# Start of Information given

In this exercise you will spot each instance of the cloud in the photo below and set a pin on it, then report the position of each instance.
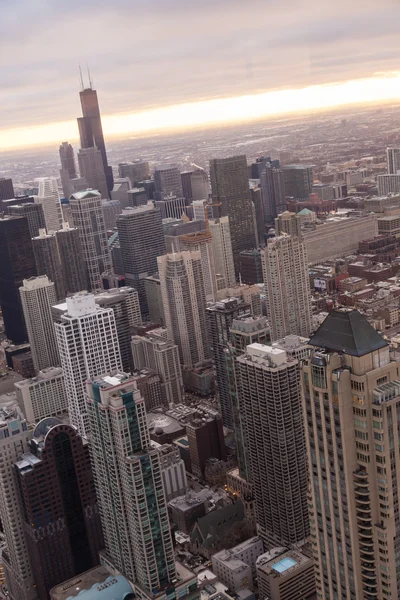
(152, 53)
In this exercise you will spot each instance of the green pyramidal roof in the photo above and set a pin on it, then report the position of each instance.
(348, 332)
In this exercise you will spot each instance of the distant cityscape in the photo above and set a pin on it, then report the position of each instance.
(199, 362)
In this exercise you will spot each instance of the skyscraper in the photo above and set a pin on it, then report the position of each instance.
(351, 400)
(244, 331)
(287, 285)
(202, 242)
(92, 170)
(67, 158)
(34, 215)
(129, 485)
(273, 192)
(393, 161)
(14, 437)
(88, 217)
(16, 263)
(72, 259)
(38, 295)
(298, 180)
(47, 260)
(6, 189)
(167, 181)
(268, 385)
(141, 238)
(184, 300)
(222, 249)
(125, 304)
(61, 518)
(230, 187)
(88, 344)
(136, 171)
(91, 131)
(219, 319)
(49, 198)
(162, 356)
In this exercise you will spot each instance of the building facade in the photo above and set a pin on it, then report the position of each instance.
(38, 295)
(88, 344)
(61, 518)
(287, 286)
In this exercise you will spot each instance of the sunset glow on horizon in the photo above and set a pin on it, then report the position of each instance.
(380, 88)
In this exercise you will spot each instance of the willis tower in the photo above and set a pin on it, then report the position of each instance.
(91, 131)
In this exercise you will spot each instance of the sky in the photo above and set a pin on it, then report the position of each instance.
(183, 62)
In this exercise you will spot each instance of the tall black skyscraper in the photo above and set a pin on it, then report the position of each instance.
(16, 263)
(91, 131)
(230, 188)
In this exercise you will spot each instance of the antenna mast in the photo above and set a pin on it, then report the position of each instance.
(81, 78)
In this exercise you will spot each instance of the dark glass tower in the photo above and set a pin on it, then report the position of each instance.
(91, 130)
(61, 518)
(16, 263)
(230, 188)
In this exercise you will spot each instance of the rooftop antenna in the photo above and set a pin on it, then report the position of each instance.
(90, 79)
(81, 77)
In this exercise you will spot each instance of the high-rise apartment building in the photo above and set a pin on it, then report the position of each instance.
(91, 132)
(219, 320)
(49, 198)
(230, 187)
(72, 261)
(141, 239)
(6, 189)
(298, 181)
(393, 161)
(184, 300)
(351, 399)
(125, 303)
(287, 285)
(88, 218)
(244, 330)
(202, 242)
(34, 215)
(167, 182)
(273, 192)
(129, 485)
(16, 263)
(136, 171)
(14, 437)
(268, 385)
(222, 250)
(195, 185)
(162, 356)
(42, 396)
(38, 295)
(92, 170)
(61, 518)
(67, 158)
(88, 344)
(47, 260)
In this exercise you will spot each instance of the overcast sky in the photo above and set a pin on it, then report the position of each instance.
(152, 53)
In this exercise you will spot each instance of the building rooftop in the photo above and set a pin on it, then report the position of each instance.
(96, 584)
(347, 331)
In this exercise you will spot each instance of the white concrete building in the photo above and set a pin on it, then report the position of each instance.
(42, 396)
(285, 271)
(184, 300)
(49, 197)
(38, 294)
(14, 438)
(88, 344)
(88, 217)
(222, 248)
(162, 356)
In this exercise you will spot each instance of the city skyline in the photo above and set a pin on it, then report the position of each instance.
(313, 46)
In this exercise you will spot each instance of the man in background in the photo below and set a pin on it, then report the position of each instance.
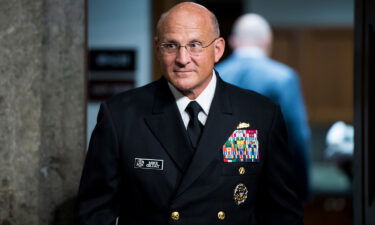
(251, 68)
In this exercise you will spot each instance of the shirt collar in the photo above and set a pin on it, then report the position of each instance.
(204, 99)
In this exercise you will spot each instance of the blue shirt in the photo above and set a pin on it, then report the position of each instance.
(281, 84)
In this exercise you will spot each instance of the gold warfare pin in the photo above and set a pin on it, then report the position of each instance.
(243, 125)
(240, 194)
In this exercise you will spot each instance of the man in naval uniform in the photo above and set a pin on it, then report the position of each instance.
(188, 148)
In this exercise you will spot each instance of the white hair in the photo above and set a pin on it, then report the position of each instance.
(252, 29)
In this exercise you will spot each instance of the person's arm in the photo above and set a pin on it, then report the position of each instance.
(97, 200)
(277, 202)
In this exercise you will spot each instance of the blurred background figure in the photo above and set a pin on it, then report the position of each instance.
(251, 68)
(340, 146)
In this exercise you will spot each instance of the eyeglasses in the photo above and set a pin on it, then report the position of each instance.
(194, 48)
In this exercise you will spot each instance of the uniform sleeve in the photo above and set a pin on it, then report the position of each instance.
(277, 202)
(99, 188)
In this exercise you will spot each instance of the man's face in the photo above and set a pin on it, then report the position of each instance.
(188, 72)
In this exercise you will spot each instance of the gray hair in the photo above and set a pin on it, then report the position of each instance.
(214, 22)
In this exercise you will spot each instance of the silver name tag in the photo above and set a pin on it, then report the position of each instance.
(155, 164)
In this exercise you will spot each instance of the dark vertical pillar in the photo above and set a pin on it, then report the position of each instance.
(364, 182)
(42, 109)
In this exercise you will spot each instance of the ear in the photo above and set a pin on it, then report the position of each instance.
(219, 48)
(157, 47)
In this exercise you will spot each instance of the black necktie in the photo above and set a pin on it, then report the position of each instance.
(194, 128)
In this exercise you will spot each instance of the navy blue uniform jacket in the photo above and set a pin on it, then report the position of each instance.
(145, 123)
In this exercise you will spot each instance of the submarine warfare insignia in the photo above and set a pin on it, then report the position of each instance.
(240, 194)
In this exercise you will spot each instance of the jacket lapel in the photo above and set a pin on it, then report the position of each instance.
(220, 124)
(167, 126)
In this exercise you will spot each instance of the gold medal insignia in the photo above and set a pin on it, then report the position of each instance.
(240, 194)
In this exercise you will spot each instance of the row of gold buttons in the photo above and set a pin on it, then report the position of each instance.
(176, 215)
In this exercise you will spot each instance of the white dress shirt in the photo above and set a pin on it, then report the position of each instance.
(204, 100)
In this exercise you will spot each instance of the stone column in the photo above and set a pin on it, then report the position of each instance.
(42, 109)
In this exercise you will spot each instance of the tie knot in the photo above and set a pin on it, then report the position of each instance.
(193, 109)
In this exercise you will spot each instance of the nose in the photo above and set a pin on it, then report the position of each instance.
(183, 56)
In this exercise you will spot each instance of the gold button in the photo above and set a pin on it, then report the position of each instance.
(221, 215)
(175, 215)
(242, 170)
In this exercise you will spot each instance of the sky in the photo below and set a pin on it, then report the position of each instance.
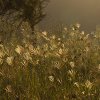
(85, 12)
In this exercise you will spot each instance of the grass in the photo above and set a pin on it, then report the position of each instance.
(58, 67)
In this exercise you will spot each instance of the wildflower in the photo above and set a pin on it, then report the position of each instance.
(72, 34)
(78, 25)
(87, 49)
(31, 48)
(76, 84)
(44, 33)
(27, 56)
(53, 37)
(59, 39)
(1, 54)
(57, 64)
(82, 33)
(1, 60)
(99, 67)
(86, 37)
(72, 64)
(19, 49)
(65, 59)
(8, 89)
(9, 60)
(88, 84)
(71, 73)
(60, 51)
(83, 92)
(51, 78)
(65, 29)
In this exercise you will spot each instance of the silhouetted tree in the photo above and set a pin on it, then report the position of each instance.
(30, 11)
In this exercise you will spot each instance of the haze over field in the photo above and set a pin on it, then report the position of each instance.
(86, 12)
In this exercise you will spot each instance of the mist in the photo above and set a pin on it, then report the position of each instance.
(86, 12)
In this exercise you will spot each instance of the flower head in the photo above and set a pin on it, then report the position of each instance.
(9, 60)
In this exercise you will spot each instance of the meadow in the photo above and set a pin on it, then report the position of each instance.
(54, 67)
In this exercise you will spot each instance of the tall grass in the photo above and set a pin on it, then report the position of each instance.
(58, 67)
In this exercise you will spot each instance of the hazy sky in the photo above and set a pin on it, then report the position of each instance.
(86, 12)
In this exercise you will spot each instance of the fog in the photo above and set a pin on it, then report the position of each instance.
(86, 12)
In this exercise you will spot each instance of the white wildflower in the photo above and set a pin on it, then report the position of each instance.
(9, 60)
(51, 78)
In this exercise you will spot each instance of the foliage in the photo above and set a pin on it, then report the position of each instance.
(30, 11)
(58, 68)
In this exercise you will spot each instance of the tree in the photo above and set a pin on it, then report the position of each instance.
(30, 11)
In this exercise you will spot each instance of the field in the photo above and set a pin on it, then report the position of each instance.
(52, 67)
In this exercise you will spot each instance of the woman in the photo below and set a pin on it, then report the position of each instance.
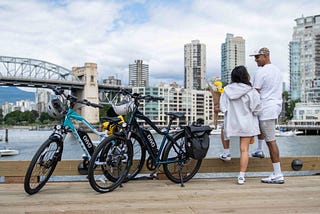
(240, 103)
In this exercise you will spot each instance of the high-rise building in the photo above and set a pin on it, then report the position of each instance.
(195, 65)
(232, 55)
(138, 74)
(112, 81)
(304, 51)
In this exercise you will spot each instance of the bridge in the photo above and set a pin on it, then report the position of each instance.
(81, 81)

# End of Information given

Problem requirements: Produce an exact copy of the lines from the line containing "In this exercise you will spot each instance of the tree" through the last line of the records, with no pictures and no other text.

Written solution:
In this exercise you will spot each instance of the tree in the photo above and set a pin on it, then report the position of each instance.
(30, 11)
In this exercise you will spot each instance of the field in the photo above and set a pin on it, then report the position of each instance.
(52, 67)
In this exercise you will spot each instance of the woman in the photo below and set a pin on it, then report the position of each instance.
(240, 103)
In this exercise you will spot each instance of the high-rise building in the photo above and set a pin on it, then report the position of each instance.
(195, 65)
(232, 55)
(138, 74)
(112, 81)
(304, 51)
In this exercise you will spot each instance of the bridge in the photo above and set a pin on it, then report the position of each instance.
(81, 81)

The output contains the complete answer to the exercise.